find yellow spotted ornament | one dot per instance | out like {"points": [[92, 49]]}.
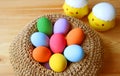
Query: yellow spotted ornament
{"points": [[102, 17], [76, 8]]}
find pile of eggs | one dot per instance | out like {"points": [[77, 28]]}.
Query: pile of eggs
{"points": [[56, 45]]}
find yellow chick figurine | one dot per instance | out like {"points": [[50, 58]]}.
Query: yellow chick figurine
{"points": [[102, 17], [76, 8]]}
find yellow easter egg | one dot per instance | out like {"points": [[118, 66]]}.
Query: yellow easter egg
{"points": [[76, 9], [100, 25], [57, 62]]}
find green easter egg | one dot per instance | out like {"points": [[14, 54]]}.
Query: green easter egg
{"points": [[44, 25]]}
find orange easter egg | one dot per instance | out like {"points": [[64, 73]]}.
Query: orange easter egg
{"points": [[75, 36], [41, 54]]}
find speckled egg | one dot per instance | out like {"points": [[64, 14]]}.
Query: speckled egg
{"points": [[74, 53], [44, 25], [57, 43], [75, 36], [39, 39], [57, 62], [61, 26], [41, 54]]}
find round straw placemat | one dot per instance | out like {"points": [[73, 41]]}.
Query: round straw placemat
{"points": [[24, 65]]}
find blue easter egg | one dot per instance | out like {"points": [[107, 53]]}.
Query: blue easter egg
{"points": [[39, 39], [74, 53]]}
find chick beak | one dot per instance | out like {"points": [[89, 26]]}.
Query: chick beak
{"points": [[71, 12]]}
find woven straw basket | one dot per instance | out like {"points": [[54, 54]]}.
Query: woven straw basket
{"points": [[24, 65]]}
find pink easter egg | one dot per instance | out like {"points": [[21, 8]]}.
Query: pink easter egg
{"points": [[57, 43]]}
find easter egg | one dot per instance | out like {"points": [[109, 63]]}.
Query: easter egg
{"points": [[57, 62], [61, 26], [57, 43], [41, 54], [46, 65], [75, 36], [44, 25], [102, 17], [74, 53], [39, 39]]}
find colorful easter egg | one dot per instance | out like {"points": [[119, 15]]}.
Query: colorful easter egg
{"points": [[74, 53], [44, 25], [46, 65], [57, 43], [61, 26], [102, 17], [57, 62], [39, 39], [75, 36], [41, 54]]}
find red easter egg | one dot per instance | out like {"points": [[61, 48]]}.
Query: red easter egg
{"points": [[57, 43]]}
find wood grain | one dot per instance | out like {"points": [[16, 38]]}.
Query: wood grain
{"points": [[14, 14]]}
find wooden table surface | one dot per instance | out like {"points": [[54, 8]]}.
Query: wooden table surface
{"points": [[15, 14]]}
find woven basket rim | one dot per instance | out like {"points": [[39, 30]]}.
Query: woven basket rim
{"points": [[21, 60]]}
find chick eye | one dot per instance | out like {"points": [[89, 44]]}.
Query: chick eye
{"points": [[67, 9], [76, 12], [92, 19], [102, 24]]}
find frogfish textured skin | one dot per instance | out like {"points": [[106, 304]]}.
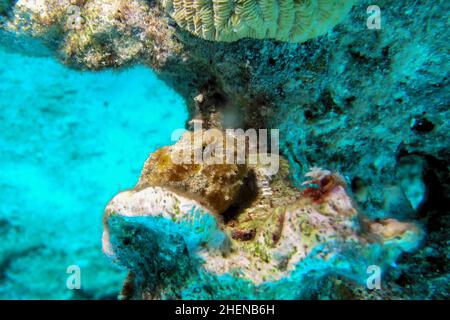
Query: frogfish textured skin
====
#### Short task:
Reproduce the stretch of entries from the line containing "find woven straw" through the end of the entries, requests included, but multiply every point coordinate in the answers by 1.15 and round each result to a whole number, with halves rounded up. Leave the pictures out.

#### Task solution:
find woven straw basket | one dot per instance | out like {"points": [[54, 54]]}.
Query: woven straw basket
{"points": [[28, 75]]}
find pink easter egg | one dot per instance | out like {"points": [[21, 8]]}.
Query: pink easter egg
{"points": [[66, 49]]}
find easter egg | one dot per instance | out like {"points": [[109, 63]]}.
Query: easter egg
{"points": [[66, 71], [70, 30], [66, 49], [47, 62], [53, 75], [86, 41], [51, 29], [117, 20], [85, 61], [45, 45]]}
find colorful easter egg | one dot per instance | out like {"points": [[119, 15]]}.
Query: colorful easter egg
{"points": [[85, 61], [51, 29], [53, 75], [66, 49], [70, 30], [117, 20], [66, 71], [45, 45], [86, 41], [47, 62]]}
find red easter egg | one dot per instance | out like {"points": [[61, 48]]}.
Query: red easter egg
{"points": [[66, 49]]}
find wood grain | one dot per instance | out like {"points": [[16, 38]]}.
Query: wood grain
{"points": [[16, 16]]}
find wooden table surface | one dot per instance | out like {"points": [[54, 8]]}.
Query: wooden table surface
{"points": [[17, 16]]}
find woven basket rim | one dot per instance | out like {"points": [[39, 30]]}.
Query: woven basket rim
{"points": [[24, 69]]}
find chick eye | one dot per instance | out like {"points": [[89, 44]]}.
Query: chick eye
{"points": [[77, 10], [87, 14], [106, 22], [117, 28]]}
find frogfish textured skin | one dot per instance | out like {"points": [[106, 304]]}.
Query: frogfish textured skin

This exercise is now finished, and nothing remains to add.